— Begin Article —

Article says:” In the case of carbon dioxide, the direct climate sensitivity to a doubling of its concentration in the atmosphere is somewhere in the vicinity of 1.5°C.”

The word “assumed” is used the discuss WV feedback but CO2 climate sensitivity is stated as fact.

There is no sensitivity to CO2 causing an increased temperature. CO2 increases mass requiring more energy just to maintain same temperature. WV has a Cp of about 4 requiring more energy to maintain same temperature. Both are coolants.

Reply to  mkelly
February 13, 2024 8:27 am

You can run UChicago Modtran, double CO2, fixed water VP and you get 3.33 watts, which is about .7 degrees of warming per doubling of CO2. Then run at fixed relative humidity and you get 1.2 degrees of warming as the surface temp “offset”. These are “tropical clear sky” numbers. You get less warming with clouds and temperate zones. Modtran is very good on IR, and matches actual satellite readings quite well so its other parameterizations must be accurate enough for trend prediction.
Global Circulation Models’s worldwide integrations that predict higher ECS numbers than Modtran, Happer and van Wijngaarden, or Harde’s 2016 radiation papers [https://www.hindawi.com/journals/ijas/2017/9251034/] can be considered, at very least, to be in serious doubt.

Richard Greene
Reply to  DMacKenzie
February 13, 2024 7:37 pm

that’s all we know from lab spectroscopy and it does not support predictions of CAGW — the imaginary climate emergency — which have been wrong since 1979

Reply to  DMacKenzie
February 15, 2024 12:21 pm

What you need to remember when talking about Modtran is that the implicit, foundational assumption “all other things held equal” still applies.

— End Article —
— Begin Dataset —

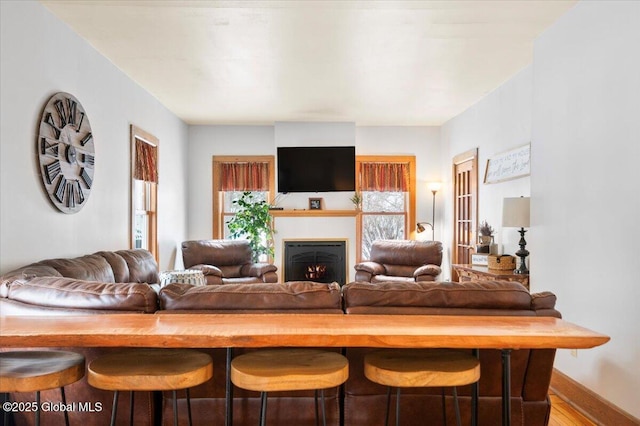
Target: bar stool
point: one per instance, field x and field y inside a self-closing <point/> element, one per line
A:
<point x="287" y="370"/>
<point x="150" y="370"/>
<point x="422" y="368"/>
<point x="35" y="371"/>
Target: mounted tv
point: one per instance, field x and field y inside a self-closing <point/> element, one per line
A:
<point x="316" y="169"/>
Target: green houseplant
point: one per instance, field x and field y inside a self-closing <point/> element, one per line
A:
<point x="486" y="232"/>
<point x="356" y="199"/>
<point x="253" y="221"/>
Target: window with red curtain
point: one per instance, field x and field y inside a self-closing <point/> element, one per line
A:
<point x="387" y="186"/>
<point x="233" y="175"/>
<point x="244" y="176"/>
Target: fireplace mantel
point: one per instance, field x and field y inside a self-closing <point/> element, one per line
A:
<point x="313" y="213"/>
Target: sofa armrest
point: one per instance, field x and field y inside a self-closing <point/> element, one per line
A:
<point x="431" y="270"/>
<point x="544" y="303"/>
<point x="373" y="268"/>
<point x="257" y="269"/>
<point x="69" y="293"/>
<point x="208" y="270"/>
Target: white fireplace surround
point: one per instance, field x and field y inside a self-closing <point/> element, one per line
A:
<point x="327" y="227"/>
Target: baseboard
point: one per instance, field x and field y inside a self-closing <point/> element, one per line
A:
<point x="588" y="403"/>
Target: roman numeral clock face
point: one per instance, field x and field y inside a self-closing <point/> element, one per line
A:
<point x="66" y="153"/>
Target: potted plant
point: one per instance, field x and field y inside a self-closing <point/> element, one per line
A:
<point x="357" y="200"/>
<point x="254" y="222"/>
<point x="486" y="233"/>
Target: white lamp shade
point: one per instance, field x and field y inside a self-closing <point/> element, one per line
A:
<point x="434" y="186"/>
<point x="515" y="212"/>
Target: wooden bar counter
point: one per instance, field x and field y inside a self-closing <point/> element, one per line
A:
<point x="300" y="330"/>
<point x="296" y="330"/>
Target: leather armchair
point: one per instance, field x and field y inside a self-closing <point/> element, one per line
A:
<point x="226" y="262"/>
<point x="401" y="261"/>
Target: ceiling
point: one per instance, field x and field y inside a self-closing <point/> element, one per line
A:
<point x="368" y="62"/>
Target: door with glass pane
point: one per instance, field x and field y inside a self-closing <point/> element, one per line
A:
<point x="465" y="198"/>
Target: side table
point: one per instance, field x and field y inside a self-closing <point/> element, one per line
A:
<point x="186" y="276"/>
<point x="475" y="273"/>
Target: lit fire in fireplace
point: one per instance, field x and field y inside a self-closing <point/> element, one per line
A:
<point x="315" y="272"/>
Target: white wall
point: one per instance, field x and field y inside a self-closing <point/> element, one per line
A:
<point x="497" y="123"/>
<point x="207" y="141"/>
<point x="585" y="194"/>
<point x="41" y="56"/>
<point x="204" y="143"/>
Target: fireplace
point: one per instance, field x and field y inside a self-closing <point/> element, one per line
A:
<point x="319" y="261"/>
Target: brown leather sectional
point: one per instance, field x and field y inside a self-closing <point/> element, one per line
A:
<point x="116" y="282"/>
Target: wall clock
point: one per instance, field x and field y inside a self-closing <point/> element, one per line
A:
<point x="66" y="152"/>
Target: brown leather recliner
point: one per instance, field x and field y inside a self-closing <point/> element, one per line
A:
<point x="401" y="261"/>
<point x="226" y="262"/>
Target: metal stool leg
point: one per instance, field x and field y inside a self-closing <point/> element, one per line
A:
<point x="5" y="416"/>
<point x="114" y="409"/>
<point x="324" y="411"/>
<point x="386" y="417"/>
<point x="174" y="393"/>
<point x="189" y="407"/>
<point x="263" y="408"/>
<point x="444" y="407"/>
<point x="398" y="407"/>
<point x="64" y="403"/>
<point x="455" y="402"/>
<point x="131" y="403"/>
<point x="315" y="400"/>
<point x="38" y="408"/>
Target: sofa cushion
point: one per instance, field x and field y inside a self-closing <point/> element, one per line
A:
<point x="142" y="266"/>
<point x="216" y="252"/>
<point x="58" y="292"/>
<point x="406" y="252"/>
<point x="91" y="267"/>
<point x="295" y="295"/>
<point x="468" y="295"/>
<point x="118" y="265"/>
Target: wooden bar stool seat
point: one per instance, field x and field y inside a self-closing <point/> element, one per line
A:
<point x="35" y="371"/>
<point x="150" y="370"/>
<point x="289" y="369"/>
<point x="421" y="368"/>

— End Dataset —

For each statement below, decide whether it agrees with the discussion of climate sensitivity above. Answer yes or no, and quote the words from the discussion that decide it.
1. Running Modtran at fixed relative humidity gives 1.2 degrees of warming.
2. The Modtran figures given are for cloudy, temperate conditions.
3. One reply holds that lab spectroscopy supports predictions of CAGW.

1. Yes: "Then run at fixed relative humidity and you get 1.2 degrees of warming as the surface temp “offset”."
2. No: "These are “tropical clear sky” numbers."
3. No: "it does not support predictions of CAGW"